[Input material — start]

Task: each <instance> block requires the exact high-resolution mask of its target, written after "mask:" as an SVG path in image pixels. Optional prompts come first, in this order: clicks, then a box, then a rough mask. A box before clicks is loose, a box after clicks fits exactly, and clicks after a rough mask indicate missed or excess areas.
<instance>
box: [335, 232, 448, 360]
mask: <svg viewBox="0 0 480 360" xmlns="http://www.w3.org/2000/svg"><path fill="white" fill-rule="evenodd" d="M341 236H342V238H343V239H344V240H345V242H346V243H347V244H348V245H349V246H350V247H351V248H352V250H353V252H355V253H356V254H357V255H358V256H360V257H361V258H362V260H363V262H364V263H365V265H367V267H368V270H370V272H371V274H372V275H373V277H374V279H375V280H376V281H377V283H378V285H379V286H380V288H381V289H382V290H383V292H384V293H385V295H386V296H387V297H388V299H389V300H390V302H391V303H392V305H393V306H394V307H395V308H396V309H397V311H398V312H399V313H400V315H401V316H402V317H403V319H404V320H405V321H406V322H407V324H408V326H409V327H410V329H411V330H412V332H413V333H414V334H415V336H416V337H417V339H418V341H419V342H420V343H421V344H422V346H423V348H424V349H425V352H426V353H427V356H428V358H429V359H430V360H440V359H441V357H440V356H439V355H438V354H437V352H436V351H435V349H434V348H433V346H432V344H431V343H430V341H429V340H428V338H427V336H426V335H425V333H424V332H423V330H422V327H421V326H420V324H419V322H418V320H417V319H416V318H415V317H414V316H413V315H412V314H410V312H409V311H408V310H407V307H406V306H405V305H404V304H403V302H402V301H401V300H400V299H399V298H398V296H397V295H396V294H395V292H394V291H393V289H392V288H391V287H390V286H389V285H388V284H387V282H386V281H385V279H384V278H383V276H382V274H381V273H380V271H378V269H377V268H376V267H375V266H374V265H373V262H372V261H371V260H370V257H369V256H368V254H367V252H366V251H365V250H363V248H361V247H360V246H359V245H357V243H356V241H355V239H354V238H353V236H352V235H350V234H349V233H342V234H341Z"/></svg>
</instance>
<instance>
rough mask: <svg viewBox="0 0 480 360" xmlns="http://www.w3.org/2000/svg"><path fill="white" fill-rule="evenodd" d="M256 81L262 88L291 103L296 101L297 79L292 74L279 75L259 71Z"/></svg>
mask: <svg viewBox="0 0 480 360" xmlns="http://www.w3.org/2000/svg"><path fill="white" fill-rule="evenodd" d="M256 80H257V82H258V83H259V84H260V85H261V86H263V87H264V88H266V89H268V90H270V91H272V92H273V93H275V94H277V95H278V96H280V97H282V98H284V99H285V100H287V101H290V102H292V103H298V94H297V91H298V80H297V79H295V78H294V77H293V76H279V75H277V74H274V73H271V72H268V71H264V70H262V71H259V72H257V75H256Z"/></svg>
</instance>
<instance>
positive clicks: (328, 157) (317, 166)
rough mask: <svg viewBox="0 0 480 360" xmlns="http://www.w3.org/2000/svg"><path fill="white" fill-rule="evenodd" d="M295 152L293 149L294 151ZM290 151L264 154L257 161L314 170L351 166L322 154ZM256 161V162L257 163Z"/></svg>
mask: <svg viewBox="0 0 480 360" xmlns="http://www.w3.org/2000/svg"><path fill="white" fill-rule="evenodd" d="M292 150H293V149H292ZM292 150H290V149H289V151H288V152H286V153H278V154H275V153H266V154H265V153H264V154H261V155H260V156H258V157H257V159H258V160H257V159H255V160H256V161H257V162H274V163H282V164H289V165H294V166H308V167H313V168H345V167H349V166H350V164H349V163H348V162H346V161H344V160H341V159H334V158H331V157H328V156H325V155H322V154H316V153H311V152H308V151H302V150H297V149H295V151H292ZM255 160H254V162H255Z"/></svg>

[Input material — finish]

▶ _What the task asks_
Nothing in the records may change; write them out again in full.

▶ _Your solution_
Task: each <instance> block requires the exact high-resolution mask of its target, written after "mask:" as an SVG path in image pixels. Optional prompts come first, in this order: clicks, then a box, then a rough mask. A box before clicks is loose, a box after clicks fits exactly, and clicks after a rough mask indicate missed or excess areas.
<instance>
box: [335, 232, 448, 360]
mask: <svg viewBox="0 0 480 360" xmlns="http://www.w3.org/2000/svg"><path fill="white" fill-rule="evenodd" d="M341 236H342V238H343V239H344V240H345V242H346V243H347V244H348V245H349V246H350V247H351V248H352V250H353V252H355V253H356V254H357V255H358V256H360V257H361V258H362V260H363V262H364V263H365V265H367V267H368V270H370V272H371V274H372V275H373V277H374V279H375V280H376V281H377V283H378V285H379V286H380V288H381V289H382V290H383V292H384V293H385V295H386V296H387V297H388V299H389V300H390V302H391V303H392V305H393V306H394V307H395V308H396V309H397V311H398V312H399V313H400V315H401V316H402V317H403V319H404V320H405V321H406V322H407V324H408V326H409V327H410V329H411V330H412V332H413V333H414V334H415V336H416V337H417V339H418V341H419V342H420V343H421V344H422V346H423V348H424V349H425V352H426V353H427V356H428V358H429V359H430V360H440V359H441V357H440V356H439V355H438V354H437V352H436V351H435V349H434V348H433V346H432V344H431V343H430V341H429V340H428V338H427V336H426V335H425V333H424V332H423V330H422V327H421V326H420V324H419V322H418V320H417V319H416V318H415V317H414V316H413V315H412V314H410V312H409V311H408V310H407V307H406V306H405V305H404V304H403V302H402V301H401V300H400V299H399V298H398V296H397V295H396V294H395V292H394V291H393V289H392V288H391V287H390V286H389V285H388V284H387V282H386V281H385V279H384V278H383V276H382V274H381V273H380V271H378V269H377V268H376V267H375V266H374V265H373V262H372V261H371V260H370V257H369V256H368V254H367V252H366V251H365V250H363V248H361V247H360V246H359V245H357V243H356V241H355V239H354V238H353V236H352V235H350V234H349V233H342V234H341Z"/></svg>
</instance>
<instance>
rough mask: <svg viewBox="0 0 480 360" xmlns="http://www.w3.org/2000/svg"><path fill="white" fill-rule="evenodd" d="M256 81L262 88L291 103L296 101L297 79L292 74L279 75L259 71Z"/></svg>
mask: <svg viewBox="0 0 480 360" xmlns="http://www.w3.org/2000/svg"><path fill="white" fill-rule="evenodd" d="M256 80H257V82H258V83H259V84H260V85H261V86H263V87H264V88H266V89H268V90H270V91H272V92H273V93H275V94H277V95H278V96H280V97H282V98H284V99H285V100H287V101H290V102H292V103H298V94H297V91H298V80H297V79H295V78H294V77H293V76H279V75H277V74H274V73H271V72H268V71H264V70H262V71H259V72H257V75H256Z"/></svg>
</instance>
<instance>
positive clicks: (328, 157) (317, 166)
rough mask: <svg viewBox="0 0 480 360" xmlns="http://www.w3.org/2000/svg"><path fill="white" fill-rule="evenodd" d="M295 152L293 149L294 151ZM290 151L264 154L257 161L314 170L351 166L322 154ZM256 161V162L257 163Z"/></svg>
mask: <svg viewBox="0 0 480 360" xmlns="http://www.w3.org/2000/svg"><path fill="white" fill-rule="evenodd" d="M292 150H293V149H292ZM292 150H290V149H289V151H288V152H286V153H278V154H275V153H266V154H265V153H264V154H261V155H260V156H258V157H257V159H258V160H257V159H255V160H256V161H257V162H274V163H282V164H289V165H294V166H308V167H313V168H345V167H349V166H350V164H349V163H348V162H346V161H344V160H341V159H334V158H331V157H328V156H325V155H322V154H316V153H311V152H308V151H302V150H297V149H295V151H292ZM255 160H254V162H255Z"/></svg>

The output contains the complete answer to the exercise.